DIRECTIONS FOR THIS TASK:
Reproduce the section of the listing that begins at the line containing "Target: row of trees" and finishes at the line containing "Mark the green field". Include both end lines and nothing beyond them.

RECORDS PROVIDED:
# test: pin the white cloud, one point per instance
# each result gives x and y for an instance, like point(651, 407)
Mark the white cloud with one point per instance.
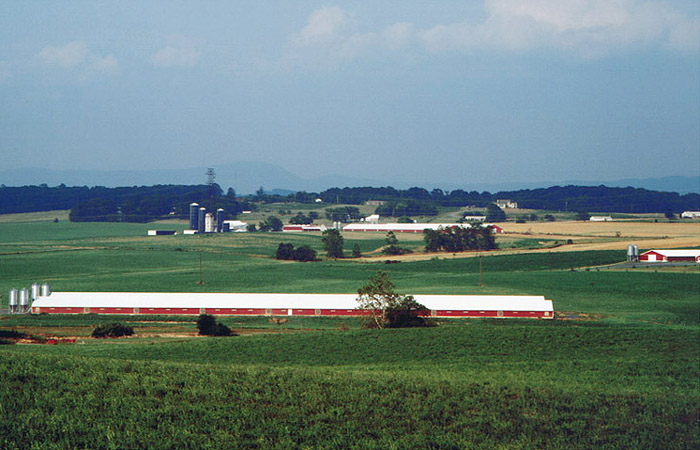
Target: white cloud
point(77, 56)
point(588, 28)
point(398, 35)
point(70, 55)
point(323, 25)
point(180, 52)
point(107, 64)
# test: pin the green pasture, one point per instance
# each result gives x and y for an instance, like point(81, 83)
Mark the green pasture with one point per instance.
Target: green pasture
point(620, 372)
point(481, 384)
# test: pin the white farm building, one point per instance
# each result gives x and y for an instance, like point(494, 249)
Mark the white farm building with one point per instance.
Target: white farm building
point(410, 227)
point(670, 256)
point(280, 304)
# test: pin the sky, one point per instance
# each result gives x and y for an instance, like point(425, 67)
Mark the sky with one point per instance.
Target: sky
point(450, 91)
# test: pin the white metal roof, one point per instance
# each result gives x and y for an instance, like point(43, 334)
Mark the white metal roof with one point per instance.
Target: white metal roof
point(676, 253)
point(293, 301)
point(402, 226)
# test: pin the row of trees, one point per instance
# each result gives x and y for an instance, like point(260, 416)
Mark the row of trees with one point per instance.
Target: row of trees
point(150, 203)
point(556, 198)
point(460, 239)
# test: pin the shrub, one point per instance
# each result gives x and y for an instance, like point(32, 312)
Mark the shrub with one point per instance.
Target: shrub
point(112, 330)
point(12, 334)
point(288, 252)
point(304, 254)
point(387, 308)
point(208, 326)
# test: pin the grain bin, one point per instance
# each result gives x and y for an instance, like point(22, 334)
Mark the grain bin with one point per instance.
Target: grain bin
point(209, 223)
point(632, 253)
point(23, 300)
point(219, 220)
point(200, 219)
point(13, 300)
point(194, 216)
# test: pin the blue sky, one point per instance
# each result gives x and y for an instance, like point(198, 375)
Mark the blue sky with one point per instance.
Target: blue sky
point(500, 90)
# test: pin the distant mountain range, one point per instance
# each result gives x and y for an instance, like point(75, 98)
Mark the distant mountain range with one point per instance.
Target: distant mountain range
point(247, 177)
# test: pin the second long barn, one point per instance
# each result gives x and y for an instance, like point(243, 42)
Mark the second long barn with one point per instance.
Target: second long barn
point(280, 304)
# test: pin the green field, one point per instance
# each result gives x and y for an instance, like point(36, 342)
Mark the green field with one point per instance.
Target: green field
point(620, 372)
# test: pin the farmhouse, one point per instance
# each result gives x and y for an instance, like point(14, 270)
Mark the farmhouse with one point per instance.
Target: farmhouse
point(410, 227)
point(506, 204)
point(670, 256)
point(161, 232)
point(280, 304)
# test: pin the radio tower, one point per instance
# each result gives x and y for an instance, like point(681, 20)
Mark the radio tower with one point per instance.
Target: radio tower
point(210, 181)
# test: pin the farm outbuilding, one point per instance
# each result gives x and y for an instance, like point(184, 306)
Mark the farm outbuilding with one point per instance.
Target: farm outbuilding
point(670, 256)
point(280, 304)
point(319, 228)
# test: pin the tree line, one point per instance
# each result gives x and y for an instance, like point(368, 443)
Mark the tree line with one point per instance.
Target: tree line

OUTPUT:
Target: row of trees
point(150, 203)
point(556, 198)
point(460, 239)
# test: pin the shrub, one point per instance
# each result gives x and y for an instance, like point(32, 312)
Mark the shrub with one point per instance.
Target: shrub
point(112, 330)
point(12, 334)
point(288, 252)
point(304, 254)
point(387, 308)
point(208, 326)
# test: pin the grain bin, one point per instance
# each result gives x and y for an instance, like point(22, 334)
Mark the grain bin with one point per instance.
Target: grain bin
point(209, 223)
point(632, 253)
point(23, 300)
point(219, 220)
point(200, 219)
point(13, 300)
point(194, 216)
# test: pin the blue sky, one point per instance
# each result gives x and y for an instance, like point(198, 375)
Mark the blue sky with one point per instance.
Target: blue sky
point(500, 90)
# test: pin the distant mountain range, one point per instance
# each result gives x and y for an instance, like point(75, 98)
Mark the distant mountain range with one point per instance.
Target: distant mountain range
point(247, 177)
# test: pin the second long barn, one point per instance
# each result gives x and y for an instance, like point(243, 42)
Mark the second long barn with one point per instance.
Target: second long barn
point(280, 304)
# test: pin the green field, one point per instance
# each result gives x and y for an instance, like point(36, 342)
Mark the green field with one point per instance.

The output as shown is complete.